What is being asked: Looking at the material below, work out how many of its lines hold the string "grid". Give that figure alone.

Data for this exercise:
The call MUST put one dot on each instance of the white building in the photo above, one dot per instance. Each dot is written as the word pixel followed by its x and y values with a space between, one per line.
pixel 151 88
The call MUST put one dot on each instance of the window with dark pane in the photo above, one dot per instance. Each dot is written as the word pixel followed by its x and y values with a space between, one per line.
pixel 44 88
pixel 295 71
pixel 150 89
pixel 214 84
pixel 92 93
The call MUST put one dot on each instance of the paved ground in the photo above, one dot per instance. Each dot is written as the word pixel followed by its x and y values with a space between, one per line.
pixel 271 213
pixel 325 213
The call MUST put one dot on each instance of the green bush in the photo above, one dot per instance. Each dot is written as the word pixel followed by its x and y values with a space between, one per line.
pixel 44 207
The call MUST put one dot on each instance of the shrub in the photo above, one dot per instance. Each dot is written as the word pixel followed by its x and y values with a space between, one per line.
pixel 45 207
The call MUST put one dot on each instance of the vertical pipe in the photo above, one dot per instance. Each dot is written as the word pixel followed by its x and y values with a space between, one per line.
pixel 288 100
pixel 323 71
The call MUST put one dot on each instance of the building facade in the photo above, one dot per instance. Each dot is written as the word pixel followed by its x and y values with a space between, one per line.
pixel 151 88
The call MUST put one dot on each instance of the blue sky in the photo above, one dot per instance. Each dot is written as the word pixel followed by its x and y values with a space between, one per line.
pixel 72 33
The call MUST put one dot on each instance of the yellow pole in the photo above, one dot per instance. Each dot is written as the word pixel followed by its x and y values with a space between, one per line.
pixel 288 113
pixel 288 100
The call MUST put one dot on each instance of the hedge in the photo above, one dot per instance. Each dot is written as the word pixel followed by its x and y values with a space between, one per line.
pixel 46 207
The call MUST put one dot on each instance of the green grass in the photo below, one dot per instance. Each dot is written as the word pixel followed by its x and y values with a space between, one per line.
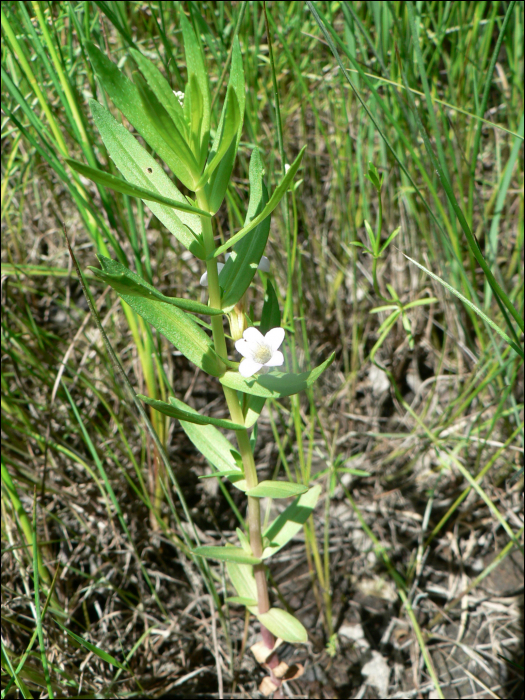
pixel 428 402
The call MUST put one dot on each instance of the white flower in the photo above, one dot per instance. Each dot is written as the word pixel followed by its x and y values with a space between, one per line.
pixel 264 265
pixel 259 350
pixel 180 96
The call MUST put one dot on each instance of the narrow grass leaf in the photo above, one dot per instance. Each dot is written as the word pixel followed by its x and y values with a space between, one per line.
pixel 93 648
pixel 474 308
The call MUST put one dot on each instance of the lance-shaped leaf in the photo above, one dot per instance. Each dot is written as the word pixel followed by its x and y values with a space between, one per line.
pixel 174 410
pixel 118 185
pixel 125 281
pixel 126 97
pixel 276 489
pixel 176 325
pixel 276 197
pixel 271 314
pixel 230 126
pixel 238 272
pixel 141 169
pixel 283 625
pixel 219 181
pixel 277 384
pixel 243 581
pixel 216 448
pixel 164 125
pixel 196 115
pixel 162 89
pixel 234 554
pixel 286 526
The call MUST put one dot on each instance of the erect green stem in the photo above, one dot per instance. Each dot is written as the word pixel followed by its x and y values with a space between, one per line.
pixel 250 472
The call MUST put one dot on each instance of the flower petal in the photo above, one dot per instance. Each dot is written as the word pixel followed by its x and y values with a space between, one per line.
pixel 276 360
pixel 253 336
pixel 248 368
pixel 274 338
pixel 244 348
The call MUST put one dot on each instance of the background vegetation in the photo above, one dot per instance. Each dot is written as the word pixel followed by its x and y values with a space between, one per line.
pixel 409 579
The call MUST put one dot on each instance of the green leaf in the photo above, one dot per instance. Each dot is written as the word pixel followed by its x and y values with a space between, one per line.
pixel 276 489
pixel 243 581
pixel 239 600
pixel 164 125
pixel 128 282
pixel 188 414
pixel 276 197
pixel 122 186
pixel 286 526
pixel 234 554
pixel 230 127
pixel 175 325
pixel 390 239
pixel 474 308
pixel 92 648
pixel 283 625
pixel 241 266
pixel 277 384
pixel 139 168
pixel 126 97
pixel 162 89
pixel 271 314
pixel 197 116
pixel 220 179
pixel 216 448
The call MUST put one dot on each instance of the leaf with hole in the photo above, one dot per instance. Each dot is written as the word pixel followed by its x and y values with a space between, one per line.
pixel 126 97
pixel 141 169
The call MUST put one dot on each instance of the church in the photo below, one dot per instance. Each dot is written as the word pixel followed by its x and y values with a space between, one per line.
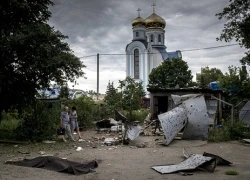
pixel 147 49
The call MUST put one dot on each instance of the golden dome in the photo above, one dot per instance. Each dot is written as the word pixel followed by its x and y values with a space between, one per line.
pixel 138 22
pixel 155 21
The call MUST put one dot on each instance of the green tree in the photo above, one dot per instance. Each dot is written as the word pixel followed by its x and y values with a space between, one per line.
pixel 236 83
pixel 132 92
pixel 169 74
pixel 64 91
pixel 237 27
pixel 208 75
pixel 32 53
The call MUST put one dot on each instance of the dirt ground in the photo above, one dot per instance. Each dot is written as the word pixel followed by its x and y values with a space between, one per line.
pixel 125 162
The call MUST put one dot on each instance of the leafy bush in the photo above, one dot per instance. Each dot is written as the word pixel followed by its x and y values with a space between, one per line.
pixel 39 122
pixel 8 124
pixel 85 107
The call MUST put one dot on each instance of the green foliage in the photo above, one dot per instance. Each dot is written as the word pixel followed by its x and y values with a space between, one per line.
pixel 207 76
pixel 229 132
pixel 236 83
pixel 40 122
pixel 8 124
pixel 32 53
pixel 86 110
pixel 237 26
pixel 64 91
pixel 231 172
pixel 132 92
pixel 169 74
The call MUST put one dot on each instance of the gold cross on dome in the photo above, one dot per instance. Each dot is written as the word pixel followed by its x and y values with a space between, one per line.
pixel 153 7
pixel 138 12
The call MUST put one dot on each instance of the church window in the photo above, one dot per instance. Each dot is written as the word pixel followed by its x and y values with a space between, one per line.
pixel 136 64
pixel 152 38
pixel 159 38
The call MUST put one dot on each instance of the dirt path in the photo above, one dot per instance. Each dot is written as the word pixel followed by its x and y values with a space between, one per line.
pixel 127 162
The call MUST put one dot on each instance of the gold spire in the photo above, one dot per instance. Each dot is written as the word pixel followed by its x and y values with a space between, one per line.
pixel 139 12
pixel 139 22
pixel 153 7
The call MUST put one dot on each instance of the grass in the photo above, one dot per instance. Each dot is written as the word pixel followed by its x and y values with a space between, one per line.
pixel 231 172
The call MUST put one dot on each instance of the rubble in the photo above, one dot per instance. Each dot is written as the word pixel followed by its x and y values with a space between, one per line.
pixel 206 162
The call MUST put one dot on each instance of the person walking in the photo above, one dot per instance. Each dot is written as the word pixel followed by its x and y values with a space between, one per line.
pixel 74 123
pixel 65 122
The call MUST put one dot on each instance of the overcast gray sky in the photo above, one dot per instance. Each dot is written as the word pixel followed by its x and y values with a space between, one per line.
pixel 104 26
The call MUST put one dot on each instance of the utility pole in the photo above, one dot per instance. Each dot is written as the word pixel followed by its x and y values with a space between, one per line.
pixel 97 76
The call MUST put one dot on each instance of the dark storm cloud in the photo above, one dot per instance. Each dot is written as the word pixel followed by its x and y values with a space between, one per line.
pixel 104 26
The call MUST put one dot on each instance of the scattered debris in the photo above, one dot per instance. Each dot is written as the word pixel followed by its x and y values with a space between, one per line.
pixel 185 174
pixel 133 131
pixel 205 162
pixel 105 124
pixel 49 142
pixel 141 145
pixel 79 149
pixel 23 152
pixel 193 162
pixel 219 160
pixel 246 140
pixel 42 152
pixel 109 141
pixel 231 172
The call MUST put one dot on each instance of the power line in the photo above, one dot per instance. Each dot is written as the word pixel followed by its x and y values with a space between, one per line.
pixel 197 49
pixel 87 56
pixel 96 12
pixel 213 47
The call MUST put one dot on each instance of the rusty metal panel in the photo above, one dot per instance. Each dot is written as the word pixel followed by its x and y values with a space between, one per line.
pixel 172 122
pixel 133 131
pixel 179 99
pixel 211 109
pixel 198 123
pixel 191 163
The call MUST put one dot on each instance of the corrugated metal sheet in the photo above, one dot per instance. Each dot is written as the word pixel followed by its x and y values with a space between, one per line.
pixel 191 163
pixel 198 123
pixel 172 122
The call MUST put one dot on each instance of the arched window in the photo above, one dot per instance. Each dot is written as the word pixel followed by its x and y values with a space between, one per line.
pixel 159 38
pixel 136 64
pixel 152 38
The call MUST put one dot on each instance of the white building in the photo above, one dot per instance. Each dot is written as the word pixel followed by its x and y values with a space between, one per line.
pixel 147 49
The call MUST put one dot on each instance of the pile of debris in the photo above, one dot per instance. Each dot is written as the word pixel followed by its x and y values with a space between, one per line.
pixel 206 162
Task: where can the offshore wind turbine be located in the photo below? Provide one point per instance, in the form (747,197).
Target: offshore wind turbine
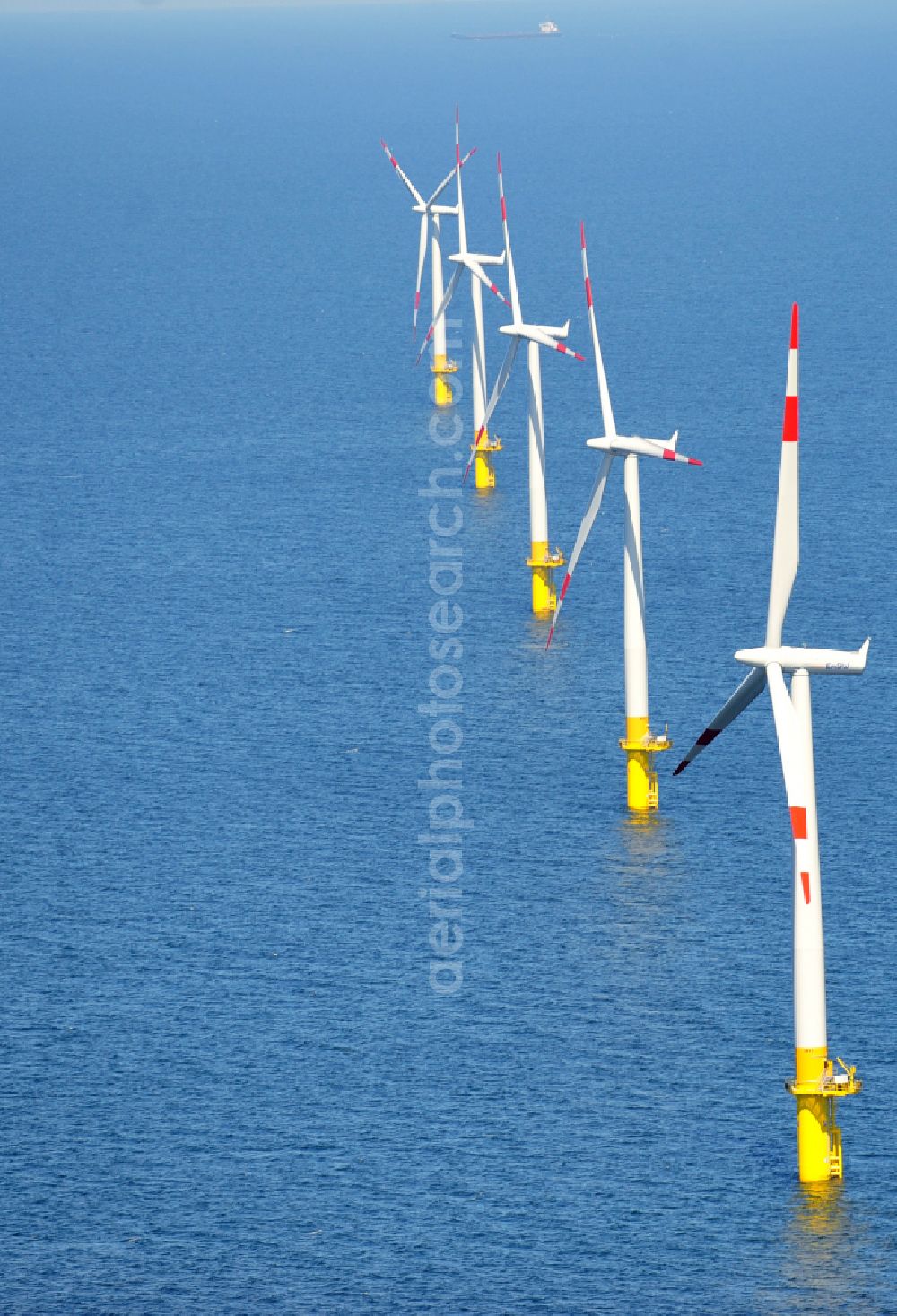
(474,264)
(640,744)
(431,214)
(542,561)
(815,1085)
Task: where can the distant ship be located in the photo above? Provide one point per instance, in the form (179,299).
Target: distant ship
(546,30)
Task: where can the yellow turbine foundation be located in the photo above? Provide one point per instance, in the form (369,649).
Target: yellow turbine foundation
(440,368)
(815,1090)
(640,746)
(483,470)
(542,563)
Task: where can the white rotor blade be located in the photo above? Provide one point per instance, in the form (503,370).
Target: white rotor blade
(493,400)
(462,225)
(401,174)
(588,521)
(448,177)
(786,546)
(604,392)
(487,283)
(443,307)
(512,279)
(745,695)
(421,258)
(793,763)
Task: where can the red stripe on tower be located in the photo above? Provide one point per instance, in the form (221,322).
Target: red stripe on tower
(790,428)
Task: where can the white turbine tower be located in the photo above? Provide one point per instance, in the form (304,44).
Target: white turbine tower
(431,222)
(640,745)
(474,264)
(541,561)
(815,1085)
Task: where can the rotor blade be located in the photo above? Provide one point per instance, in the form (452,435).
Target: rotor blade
(401,174)
(512,279)
(448,177)
(493,400)
(604,392)
(450,293)
(421,258)
(786,545)
(588,521)
(462,224)
(793,763)
(745,695)
(487,283)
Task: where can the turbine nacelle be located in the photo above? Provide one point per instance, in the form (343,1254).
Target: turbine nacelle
(817,661)
(621,445)
(477,258)
(423,208)
(546,336)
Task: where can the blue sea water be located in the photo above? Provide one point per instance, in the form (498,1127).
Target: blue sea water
(226,1084)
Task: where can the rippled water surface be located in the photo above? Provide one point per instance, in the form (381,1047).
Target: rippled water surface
(226,1084)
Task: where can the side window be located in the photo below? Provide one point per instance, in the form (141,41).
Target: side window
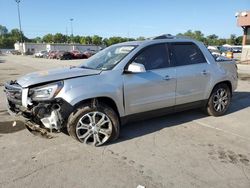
(187,54)
(154,57)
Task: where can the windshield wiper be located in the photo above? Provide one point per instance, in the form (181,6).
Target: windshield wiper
(85,67)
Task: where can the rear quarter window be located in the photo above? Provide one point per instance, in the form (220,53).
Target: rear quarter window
(186,54)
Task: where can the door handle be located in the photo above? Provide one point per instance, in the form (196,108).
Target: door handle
(204,72)
(167,78)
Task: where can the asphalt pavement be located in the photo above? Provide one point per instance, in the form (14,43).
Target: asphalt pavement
(187,149)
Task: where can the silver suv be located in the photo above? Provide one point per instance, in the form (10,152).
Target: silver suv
(130,80)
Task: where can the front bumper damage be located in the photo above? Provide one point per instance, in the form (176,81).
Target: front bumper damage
(44,117)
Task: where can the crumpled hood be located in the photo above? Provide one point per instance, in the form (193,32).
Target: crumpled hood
(54,75)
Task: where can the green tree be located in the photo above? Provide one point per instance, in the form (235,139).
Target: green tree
(232,39)
(97,40)
(3,30)
(48,38)
(77,39)
(59,38)
(238,40)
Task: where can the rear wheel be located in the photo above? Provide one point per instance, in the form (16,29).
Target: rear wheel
(94,125)
(219,100)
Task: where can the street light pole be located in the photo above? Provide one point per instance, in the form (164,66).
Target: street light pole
(19,18)
(71,24)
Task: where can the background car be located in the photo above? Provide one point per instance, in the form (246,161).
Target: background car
(63,55)
(52,54)
(76,54)
(41,54)
(89,53)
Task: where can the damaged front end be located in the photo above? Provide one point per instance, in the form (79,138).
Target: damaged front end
(38,105)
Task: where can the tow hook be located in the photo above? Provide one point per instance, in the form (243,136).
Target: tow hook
(38,131)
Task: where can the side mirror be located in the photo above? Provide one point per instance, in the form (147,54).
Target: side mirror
(136,68)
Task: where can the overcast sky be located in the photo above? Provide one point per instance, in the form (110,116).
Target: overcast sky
(127,18)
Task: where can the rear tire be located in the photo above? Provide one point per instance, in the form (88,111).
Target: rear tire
(94,125)
(219,100)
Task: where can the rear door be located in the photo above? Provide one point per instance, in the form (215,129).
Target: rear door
(192,71)
(153,89)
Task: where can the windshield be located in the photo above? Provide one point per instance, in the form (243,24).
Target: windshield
(108,58)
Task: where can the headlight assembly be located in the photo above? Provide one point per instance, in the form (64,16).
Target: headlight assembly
(46,92)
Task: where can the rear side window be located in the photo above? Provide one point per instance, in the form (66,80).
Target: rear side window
(187,54)
(154,57)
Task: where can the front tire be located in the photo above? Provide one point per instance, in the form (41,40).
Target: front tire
(94,125)
(219,100)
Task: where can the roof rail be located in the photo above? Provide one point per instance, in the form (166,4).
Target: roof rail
(169,36)
(164,36)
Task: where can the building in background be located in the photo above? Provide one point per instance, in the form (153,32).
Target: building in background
(31,48)
(243,20)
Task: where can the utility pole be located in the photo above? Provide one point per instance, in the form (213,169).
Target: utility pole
(19,18)
(71,24)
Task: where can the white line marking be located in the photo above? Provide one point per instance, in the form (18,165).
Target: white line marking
(228,132)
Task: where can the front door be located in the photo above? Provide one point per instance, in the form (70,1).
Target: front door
(153,89)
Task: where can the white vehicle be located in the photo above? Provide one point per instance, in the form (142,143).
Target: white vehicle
(41,54)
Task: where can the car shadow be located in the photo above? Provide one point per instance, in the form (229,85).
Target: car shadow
(240,101)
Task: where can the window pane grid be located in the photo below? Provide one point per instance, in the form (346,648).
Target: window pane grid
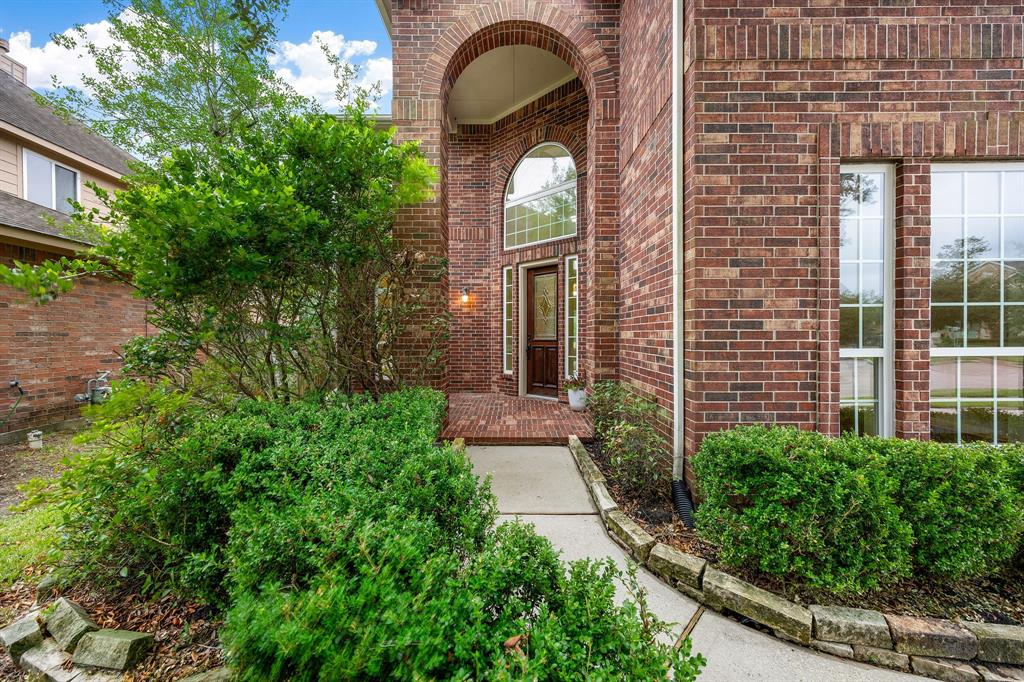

Result of the task: 2